* BEGIN Input for this task *
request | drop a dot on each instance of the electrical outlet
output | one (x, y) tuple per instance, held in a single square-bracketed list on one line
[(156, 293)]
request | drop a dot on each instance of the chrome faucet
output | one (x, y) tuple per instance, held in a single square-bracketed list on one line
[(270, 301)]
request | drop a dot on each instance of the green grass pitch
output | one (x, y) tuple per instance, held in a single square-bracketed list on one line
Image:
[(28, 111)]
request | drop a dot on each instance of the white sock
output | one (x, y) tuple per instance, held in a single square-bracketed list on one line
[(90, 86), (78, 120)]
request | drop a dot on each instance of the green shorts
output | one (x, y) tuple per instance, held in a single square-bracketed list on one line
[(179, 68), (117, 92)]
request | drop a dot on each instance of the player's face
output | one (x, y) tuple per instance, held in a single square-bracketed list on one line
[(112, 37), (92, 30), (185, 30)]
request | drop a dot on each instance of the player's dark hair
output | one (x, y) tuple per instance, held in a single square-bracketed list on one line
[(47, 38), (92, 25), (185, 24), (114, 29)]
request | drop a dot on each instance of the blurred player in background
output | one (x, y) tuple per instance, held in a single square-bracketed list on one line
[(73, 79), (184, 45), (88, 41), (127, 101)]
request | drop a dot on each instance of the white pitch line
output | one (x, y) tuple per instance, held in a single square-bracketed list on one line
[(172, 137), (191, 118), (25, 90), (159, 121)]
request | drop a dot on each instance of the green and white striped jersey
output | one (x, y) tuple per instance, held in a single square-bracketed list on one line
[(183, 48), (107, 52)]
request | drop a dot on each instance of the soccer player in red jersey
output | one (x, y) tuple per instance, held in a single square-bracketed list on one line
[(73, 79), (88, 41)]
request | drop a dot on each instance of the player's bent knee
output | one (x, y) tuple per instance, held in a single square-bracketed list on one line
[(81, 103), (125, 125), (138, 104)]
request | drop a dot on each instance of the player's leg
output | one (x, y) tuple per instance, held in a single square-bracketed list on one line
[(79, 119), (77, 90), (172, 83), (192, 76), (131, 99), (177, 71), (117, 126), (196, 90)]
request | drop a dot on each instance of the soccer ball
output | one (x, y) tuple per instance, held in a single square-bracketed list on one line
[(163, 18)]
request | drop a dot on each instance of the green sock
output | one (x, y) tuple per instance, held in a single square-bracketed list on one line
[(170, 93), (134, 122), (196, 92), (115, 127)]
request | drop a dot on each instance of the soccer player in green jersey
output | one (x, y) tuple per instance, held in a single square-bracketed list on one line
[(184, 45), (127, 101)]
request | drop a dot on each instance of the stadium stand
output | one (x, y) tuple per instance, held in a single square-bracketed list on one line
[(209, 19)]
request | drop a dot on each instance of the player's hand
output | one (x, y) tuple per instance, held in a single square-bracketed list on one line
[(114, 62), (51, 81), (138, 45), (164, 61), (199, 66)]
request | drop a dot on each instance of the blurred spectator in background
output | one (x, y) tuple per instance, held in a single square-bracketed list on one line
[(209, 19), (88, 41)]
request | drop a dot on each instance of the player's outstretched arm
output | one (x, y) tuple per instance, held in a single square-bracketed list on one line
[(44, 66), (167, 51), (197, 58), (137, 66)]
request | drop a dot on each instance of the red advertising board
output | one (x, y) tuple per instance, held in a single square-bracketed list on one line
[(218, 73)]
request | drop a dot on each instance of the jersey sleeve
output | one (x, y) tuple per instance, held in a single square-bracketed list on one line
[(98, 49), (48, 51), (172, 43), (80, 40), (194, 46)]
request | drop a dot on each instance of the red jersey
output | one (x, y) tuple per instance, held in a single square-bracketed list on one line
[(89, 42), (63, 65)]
* END Input for this task *
[What is being asked] Would you write down every record again, exactly?

[The response]
request | drop a dot on each instance of the electrical outlet
output | one (x, y) tuple per instance, held in a single square-bracketed list on one line
[(156, 293)]
request | drop a dot on each instance of the chrome faucet
output | one (x, y) tuple per instance, held in a single square-bracketed list on one line
[(270, 301)]
request | drop a dot on each instance of the green grass pitch
output | one (x, y) tuple per instance, held in a single square-bracketed list on one line
Image:
[(28, 111)]
request | drop a dot on each instance of the white sock
output | one (x, y) tuple per instance, held in a single square-bracketed list on one line
[(90, 86), (78, 120)]
request | drop a dot on each instance of the green shorts
output | one (x, y) tuple per instance, held in a single square-bracketed list on one line
[(179, 68), (117, 92)]
request | drop a dot on each instance of the player's face
output | one (x, y) tuple per instance, held in a single square-bracketed list on one line
[(112, 37), (92, 30), (185, 30)]
request | drop a dot on each instance of the player's dark hair
output | one (x, y) tuple per instance, held in a single square-bracketed list on one line
[(47, 38), (92, 25), (185, 24), (114, 29)]
request | drop a dot on each instance of the blurred player in background
output | one (x, y) tuple per instance, held in a single square-bracketed list on one line
[(73, 79), (184, 45), (88, 41), (127, 101)]
request | drop a dot on each instance of the white pitch line
output | one (x, y) tuple per instance, held in a single square-bracketed list on one line
[(172, 137), (191, 118), (25, 90), (159, 121)]
request | drop a dot on each instance of the green and white striped jersey
output | one (x, y) tuple per instance, held in a single square-bracketed list on one line
[(183, 48), (107, 52)]
request | drop a dot on each instance of the soccer player in red jersey
output | one (x, y) tuple per instance, held in a single square-bracketed list on one line
[(73, 79), (88, 41)]
request | drop a dot on each instance of the player's bent knee
output | one (x, y) tuple per instance, held in a single square-bracketed list on one line
[(81, 103), (125, 125), (138, 104)]
request | drop a dot on each instance of the player's leg
output | one (x, y) tuple per instance, held in a single square-bracketed list on one line
[(79, 119), (77, 90), (172, 83), (192, 76), (131, 99), (177, 71), (117, 126), (196, 90)]
request | drop a dot on each instance of the soccer ball
output | one (x, y) tuple per instance, held in a single square-bracketed list on one line
[(163, 18)]
request | drop a dot on each instance of the green sock
output | one (x, y) tuple per instance, held in a single square-bracketed list on one line
[(170, 93), (134, 122), (196, 92), (115, 127)]
request | drop a dot on each instance of the soccer player in green jersey
output | one (x, y) tuple per instance, held in a single square-bracketed list on one line
[(184, 45), (127, 101)]
request | drop a dot on each instance of the stadium stand
output | one (x, y) tuple per instance, held in a single square-bracketed list on one line
[(209, 19)]
request | drop a dot on each instance of the player's hand
output | one (x, y) tuple per instance, held in a single square-bracketed list on one line
[(114, 62), (51, 81), (138, 45), (164, 61), (199, 66)]
request | drop a dot on each instance of the blurred spectator in background
output | one (x, y) tuple per instance, held in a single square-bracketed list on one line
[(209, 19), (88, 41)]
request | drop a dot on each instance of the player's outstretched arm
output | one (x, y) tuple per instance, held in a single square-bracketed list on one line
[(44, 66), (167, 51), (197, 58), (137, 66)]
request | drop a dot on each instance of the red advertising board
output | one (x, y) tuple per instance, held in a single square-bracketed list on one line
[(218, 73)]
request | drop a dot on each instance of the jersey sleeve
output | one (x, y) tuple per instance, held in a single square-bracketed list on one line
[(98, 49), (48, 51), (172, 43), (80, 40), (194, 46)]
request | drop a dot on each instance of the red jersey
output | one (x, y) tuple per instance, held in a single square-bracketed list on one line
[(89, 42), (63, 65)]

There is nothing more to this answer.